##### Record list

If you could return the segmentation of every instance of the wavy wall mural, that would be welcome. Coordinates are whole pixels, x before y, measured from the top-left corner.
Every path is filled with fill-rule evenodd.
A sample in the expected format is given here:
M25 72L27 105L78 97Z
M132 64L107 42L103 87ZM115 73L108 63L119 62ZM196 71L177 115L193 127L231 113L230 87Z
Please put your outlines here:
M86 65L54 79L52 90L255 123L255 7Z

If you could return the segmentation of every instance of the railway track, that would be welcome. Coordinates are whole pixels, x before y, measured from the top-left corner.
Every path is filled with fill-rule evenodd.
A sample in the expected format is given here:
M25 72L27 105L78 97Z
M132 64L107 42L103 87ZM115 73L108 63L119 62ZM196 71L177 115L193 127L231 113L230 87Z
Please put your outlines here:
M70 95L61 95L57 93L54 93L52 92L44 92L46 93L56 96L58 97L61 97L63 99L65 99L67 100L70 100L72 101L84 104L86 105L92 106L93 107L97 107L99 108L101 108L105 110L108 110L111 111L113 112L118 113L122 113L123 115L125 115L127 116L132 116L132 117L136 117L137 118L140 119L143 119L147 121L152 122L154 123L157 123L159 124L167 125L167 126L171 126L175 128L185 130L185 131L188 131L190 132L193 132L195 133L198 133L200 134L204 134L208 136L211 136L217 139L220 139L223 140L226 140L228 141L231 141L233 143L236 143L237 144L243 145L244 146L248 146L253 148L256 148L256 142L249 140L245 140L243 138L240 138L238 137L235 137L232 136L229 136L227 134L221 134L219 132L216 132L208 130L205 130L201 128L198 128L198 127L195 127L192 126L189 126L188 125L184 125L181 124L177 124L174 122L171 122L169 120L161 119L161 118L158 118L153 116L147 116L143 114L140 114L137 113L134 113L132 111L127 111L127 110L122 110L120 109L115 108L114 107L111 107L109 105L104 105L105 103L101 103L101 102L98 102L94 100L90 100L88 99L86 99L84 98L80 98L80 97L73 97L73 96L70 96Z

##########

Give every line of the material above as a numbered list, omitting any blank lines.

1. If you could return the segmentation of every instance of the wavy wall mural, that would be welcome. Coordinates are whole pixels, x before y, measured from the top-left corner.
2. Every path is filled with fill-rule evenodd.
3. A sample in the expected format is given here:
4. M25 72L27 105L78 97Z
5. M132 64L107 42L103 87ZM115 73L108 63L119 62ZM196 71L177 115L193 127L231 113L230 87Z
6. Please put your outlines here:
7. M86 65L54 79L52 90L255 123L255 7Z
8. If you could return the segmentation of every instance of the railway track, that would be welcome. Coordinates are whole pixels, x before y, measured from the top-left corner.
9. Every path is filled with fill-rule evenodd.
10. A sample in the expected format is given here:
11. M25 72L27 105L78 97Z
12. M132 64L107 42L103 87ZM115 73L108 63L119 62ZM196 71L177 115L193 127L231 113L230 87Z
13. Please put your outlines here:
14. M70 95L61 95L57 93L54 93L52 92L44 92L46 93L56 96L58 97L61 97L63 99L65 99L67 100L70 100L72 101L84 104L86 105L92 106L93 107L97 107L99 108L101 108L105 110L108 110L111 111L113 112L118 113L122 113L123 115L125 115L127 116L132 116L132 117L136 117L137 118L140 119L143 119L147 121L152 122L154 123L157 123L159 124L167 125L167 126L171 126L175 128L185 130L185 131L188 131L190 132L193 132L195 133L198 133L200 134L204 134L208 136L211 136L217 139L220 139L223 140L226 140L228 141L231 141L233 143L236 143L237 144L243 145L244 146L248 146L253 148L256 148L256 142L249 140L245 140L243 138L240 138L238 137L235 137L232 136L229 136L227 134L221 134L219 132L216 132L208 130L205 130L201 128L198 128L198 127L195 127L192 126L189 126L188 125L184 125L181 124L177 124L174 122L171 122L169 120L161 119L161 118L158 118L153 116L147 116L143 114L140 114L137 113L134 113L132 111L127 111L127 110L122 110L120 109L115 108L114 107L111 107L109 105L104 105L105 103L101 103L101 102L98 102L94 100L90 100L88 99L86 99L84 98L80 98L80 97L73 97L73 96L70 96Z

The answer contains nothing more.